▸ **Stored items**:
* * *
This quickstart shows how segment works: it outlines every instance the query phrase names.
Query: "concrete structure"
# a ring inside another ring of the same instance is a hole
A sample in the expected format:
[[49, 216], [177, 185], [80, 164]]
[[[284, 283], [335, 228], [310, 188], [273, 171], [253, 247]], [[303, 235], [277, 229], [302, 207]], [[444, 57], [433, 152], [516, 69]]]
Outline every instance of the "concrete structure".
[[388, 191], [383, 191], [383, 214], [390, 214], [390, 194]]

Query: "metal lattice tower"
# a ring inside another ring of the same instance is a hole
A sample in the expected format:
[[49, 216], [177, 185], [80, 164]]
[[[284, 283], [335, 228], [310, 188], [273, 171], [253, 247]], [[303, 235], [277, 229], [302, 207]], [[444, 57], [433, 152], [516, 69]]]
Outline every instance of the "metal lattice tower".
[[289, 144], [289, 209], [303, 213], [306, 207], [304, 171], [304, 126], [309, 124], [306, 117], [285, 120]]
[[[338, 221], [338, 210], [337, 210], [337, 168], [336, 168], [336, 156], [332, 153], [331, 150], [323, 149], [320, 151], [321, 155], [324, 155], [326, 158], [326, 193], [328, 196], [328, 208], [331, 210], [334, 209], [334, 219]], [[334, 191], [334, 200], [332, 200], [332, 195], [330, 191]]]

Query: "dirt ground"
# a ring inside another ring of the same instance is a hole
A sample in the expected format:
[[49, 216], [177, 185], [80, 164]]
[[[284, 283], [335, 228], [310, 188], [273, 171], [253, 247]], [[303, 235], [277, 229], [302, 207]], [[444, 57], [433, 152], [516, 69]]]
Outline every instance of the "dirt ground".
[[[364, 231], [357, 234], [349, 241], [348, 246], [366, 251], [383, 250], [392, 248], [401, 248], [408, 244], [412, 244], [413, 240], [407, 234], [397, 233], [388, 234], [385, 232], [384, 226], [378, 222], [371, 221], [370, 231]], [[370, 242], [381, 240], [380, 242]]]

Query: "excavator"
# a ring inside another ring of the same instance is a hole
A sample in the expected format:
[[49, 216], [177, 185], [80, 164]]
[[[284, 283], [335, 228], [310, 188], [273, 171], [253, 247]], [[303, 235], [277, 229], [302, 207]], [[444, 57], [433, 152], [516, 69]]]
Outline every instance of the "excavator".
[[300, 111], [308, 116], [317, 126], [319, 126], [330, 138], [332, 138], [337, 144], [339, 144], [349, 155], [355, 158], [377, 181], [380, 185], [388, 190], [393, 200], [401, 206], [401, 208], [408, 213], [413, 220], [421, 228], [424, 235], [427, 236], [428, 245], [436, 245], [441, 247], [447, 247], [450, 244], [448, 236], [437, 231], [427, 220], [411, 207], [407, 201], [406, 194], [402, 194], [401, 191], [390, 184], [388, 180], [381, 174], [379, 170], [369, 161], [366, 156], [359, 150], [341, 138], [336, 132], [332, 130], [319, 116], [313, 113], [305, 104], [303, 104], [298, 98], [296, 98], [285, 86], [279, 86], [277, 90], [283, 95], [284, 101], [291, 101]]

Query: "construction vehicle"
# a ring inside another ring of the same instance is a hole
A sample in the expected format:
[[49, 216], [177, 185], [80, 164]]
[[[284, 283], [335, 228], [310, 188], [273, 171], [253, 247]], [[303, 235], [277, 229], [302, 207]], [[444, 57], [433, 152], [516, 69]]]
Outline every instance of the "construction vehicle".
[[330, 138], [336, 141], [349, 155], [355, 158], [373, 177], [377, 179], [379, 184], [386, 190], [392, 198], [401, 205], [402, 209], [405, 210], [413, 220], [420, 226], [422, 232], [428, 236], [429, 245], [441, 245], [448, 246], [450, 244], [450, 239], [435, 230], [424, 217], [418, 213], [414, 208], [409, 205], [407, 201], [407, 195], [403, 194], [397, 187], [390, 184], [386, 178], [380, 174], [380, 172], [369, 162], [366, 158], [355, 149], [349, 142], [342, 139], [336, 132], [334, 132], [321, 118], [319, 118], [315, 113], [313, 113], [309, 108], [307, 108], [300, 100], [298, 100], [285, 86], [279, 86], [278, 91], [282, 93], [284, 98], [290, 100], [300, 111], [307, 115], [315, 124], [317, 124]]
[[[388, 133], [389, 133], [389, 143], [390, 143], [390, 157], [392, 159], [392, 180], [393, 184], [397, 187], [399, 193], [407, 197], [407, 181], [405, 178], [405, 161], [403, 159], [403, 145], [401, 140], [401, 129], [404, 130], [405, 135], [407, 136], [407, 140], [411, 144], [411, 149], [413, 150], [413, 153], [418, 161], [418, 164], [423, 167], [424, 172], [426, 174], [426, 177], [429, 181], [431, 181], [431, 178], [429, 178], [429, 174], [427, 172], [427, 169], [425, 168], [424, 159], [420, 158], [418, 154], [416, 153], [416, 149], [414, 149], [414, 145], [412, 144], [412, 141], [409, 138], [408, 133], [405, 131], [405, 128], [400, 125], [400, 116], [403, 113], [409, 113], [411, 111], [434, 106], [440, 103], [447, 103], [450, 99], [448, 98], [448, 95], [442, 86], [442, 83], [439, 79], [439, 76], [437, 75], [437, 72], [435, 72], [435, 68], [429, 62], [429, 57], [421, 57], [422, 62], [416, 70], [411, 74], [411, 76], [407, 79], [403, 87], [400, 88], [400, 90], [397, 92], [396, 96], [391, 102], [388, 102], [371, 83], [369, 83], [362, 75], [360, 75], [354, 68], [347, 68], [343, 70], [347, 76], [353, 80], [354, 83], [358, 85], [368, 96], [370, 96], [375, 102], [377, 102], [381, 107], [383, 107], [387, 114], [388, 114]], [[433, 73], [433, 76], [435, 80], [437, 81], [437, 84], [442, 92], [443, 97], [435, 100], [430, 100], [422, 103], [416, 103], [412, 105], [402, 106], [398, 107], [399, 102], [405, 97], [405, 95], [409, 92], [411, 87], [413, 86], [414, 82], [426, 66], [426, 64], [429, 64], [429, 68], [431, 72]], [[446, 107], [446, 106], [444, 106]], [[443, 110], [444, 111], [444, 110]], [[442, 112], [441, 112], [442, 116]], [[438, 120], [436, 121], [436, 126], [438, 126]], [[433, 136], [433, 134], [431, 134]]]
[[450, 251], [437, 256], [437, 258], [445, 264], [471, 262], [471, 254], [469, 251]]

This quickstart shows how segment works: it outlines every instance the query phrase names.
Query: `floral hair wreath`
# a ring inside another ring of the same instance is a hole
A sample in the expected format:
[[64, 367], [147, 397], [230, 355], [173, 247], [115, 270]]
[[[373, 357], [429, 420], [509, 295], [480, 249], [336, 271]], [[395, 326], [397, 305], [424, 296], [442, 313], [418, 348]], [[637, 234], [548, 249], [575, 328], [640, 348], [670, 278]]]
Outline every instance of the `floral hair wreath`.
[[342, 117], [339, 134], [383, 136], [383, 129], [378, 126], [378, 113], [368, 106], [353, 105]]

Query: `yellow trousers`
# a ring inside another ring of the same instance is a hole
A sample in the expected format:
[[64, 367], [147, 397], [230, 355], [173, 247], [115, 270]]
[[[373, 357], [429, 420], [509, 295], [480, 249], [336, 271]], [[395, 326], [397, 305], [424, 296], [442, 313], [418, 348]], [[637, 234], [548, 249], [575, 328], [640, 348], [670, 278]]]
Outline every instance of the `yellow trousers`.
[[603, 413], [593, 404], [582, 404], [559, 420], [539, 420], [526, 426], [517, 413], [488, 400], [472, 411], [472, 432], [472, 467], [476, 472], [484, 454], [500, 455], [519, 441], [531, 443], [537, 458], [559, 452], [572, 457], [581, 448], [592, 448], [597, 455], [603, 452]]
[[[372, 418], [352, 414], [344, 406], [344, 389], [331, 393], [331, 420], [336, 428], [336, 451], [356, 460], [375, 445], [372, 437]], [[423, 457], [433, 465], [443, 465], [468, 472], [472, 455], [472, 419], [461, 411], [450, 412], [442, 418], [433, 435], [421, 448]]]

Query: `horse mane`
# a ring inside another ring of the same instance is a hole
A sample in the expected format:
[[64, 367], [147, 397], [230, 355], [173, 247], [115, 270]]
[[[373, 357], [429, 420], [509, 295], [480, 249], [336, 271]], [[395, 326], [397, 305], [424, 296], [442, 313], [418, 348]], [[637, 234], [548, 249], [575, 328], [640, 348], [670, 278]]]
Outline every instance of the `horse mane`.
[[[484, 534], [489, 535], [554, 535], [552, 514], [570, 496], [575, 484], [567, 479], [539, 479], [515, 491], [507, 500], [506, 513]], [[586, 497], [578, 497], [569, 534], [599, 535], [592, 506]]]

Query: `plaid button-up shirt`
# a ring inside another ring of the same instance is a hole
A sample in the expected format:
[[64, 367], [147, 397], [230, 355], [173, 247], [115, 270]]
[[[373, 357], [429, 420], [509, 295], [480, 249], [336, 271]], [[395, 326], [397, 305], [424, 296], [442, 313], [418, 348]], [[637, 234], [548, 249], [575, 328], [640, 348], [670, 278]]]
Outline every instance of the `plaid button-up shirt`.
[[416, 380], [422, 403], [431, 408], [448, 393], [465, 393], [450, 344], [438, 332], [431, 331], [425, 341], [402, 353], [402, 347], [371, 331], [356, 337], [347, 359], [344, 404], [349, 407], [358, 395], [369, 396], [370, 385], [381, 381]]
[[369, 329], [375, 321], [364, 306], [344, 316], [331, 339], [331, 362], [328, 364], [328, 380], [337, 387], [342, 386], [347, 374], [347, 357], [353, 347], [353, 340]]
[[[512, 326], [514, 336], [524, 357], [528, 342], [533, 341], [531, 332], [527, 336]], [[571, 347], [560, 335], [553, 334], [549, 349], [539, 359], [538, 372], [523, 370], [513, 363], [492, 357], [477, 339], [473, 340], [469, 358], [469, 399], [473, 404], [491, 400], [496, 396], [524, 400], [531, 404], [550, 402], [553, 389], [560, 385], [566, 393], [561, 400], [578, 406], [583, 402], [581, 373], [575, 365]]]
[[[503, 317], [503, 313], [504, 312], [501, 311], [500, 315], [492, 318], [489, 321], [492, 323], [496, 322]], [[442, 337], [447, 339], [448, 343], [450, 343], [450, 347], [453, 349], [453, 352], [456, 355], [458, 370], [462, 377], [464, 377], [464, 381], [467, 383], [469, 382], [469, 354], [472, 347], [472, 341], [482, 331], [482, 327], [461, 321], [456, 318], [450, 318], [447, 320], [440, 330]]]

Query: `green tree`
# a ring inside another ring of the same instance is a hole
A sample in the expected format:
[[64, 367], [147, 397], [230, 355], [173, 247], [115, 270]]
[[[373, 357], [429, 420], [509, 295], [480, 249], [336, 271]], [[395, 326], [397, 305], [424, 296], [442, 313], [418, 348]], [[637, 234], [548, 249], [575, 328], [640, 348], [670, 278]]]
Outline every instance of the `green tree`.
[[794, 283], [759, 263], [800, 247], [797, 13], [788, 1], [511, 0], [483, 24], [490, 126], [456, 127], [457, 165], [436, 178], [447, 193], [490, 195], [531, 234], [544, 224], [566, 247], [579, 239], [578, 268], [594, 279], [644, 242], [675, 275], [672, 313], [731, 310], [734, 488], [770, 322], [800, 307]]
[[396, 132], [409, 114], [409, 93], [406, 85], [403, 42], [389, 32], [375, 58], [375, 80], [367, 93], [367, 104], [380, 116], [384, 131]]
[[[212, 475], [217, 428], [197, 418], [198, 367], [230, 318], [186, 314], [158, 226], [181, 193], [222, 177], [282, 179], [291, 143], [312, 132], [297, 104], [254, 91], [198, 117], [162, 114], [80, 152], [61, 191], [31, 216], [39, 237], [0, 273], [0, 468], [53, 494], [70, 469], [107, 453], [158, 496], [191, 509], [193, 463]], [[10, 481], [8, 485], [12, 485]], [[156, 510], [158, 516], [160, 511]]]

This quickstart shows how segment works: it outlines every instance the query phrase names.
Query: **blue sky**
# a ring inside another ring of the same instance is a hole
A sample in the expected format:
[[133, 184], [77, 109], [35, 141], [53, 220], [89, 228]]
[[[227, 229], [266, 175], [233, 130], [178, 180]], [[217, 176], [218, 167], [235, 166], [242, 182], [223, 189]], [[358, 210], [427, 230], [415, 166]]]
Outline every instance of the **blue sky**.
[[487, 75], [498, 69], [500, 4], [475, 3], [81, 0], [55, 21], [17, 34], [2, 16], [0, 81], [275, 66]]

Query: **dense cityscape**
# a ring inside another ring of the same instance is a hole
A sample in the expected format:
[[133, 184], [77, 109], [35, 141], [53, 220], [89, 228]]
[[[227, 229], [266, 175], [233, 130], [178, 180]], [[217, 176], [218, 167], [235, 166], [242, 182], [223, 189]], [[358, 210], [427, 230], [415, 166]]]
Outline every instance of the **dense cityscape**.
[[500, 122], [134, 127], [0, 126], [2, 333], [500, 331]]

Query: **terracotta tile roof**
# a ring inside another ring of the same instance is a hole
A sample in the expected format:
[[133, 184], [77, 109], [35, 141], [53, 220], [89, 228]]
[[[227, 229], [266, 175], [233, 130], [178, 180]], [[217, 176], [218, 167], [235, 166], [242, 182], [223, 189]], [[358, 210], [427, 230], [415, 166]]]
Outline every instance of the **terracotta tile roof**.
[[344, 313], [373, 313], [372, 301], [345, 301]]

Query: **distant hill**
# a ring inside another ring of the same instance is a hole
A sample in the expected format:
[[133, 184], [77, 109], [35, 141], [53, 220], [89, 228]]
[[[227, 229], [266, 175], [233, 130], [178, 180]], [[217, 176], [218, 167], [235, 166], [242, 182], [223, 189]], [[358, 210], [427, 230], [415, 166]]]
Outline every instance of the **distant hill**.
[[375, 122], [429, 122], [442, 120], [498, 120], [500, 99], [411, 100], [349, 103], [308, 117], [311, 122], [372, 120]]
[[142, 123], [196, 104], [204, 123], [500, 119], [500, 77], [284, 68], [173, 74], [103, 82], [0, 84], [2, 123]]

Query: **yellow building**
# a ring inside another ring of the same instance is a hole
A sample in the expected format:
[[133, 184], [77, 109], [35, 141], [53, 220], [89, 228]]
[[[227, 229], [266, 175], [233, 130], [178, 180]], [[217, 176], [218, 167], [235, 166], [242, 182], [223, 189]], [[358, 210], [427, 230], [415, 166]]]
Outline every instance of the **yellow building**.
* * *
▸ **What to produce**: Lines with the word "building" in them should be copied from the preceding records.

▸ **Answer section**:
Query: **yellow building**
Outline every instance of the **yellow building**.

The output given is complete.